(Input begins)

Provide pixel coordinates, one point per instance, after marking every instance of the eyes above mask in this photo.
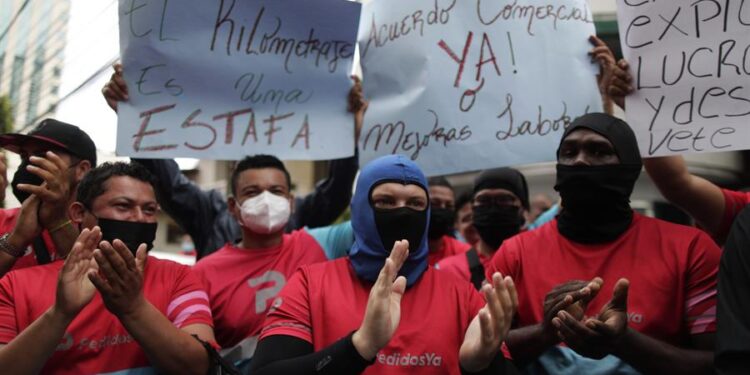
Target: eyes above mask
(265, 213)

(Input ends)
(Input begins)

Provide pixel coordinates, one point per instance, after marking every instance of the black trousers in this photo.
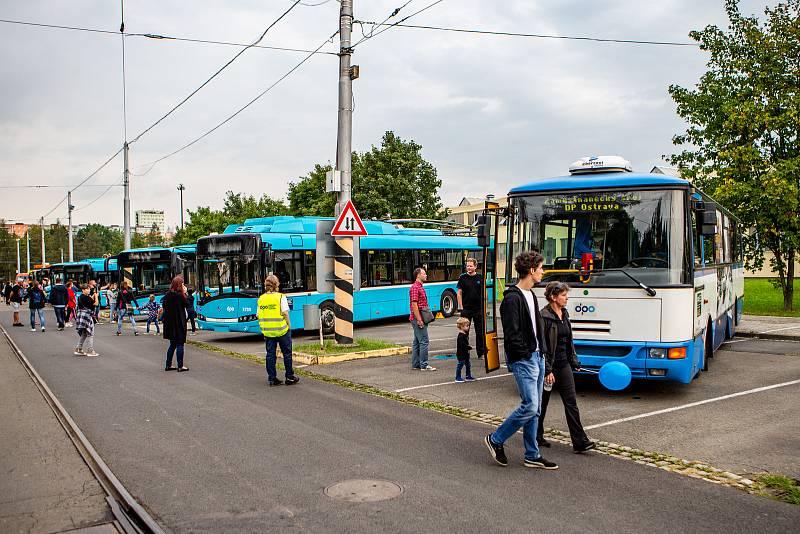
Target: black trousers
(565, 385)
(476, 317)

(Input ends)
(Input begins)

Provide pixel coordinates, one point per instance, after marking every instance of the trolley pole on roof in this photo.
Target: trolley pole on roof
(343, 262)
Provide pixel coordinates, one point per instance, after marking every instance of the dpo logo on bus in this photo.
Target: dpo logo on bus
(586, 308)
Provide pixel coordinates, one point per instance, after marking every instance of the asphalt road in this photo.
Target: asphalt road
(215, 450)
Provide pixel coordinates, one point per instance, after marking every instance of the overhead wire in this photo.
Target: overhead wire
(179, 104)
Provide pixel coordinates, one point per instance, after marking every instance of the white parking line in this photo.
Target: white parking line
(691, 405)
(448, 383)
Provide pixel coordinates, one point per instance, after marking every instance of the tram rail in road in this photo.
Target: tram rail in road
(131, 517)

(Input ends)

• [Task requirements]: Could you work out how many lines above contain the string "coordinates"? Only the number should be given.

• [Written response]: 8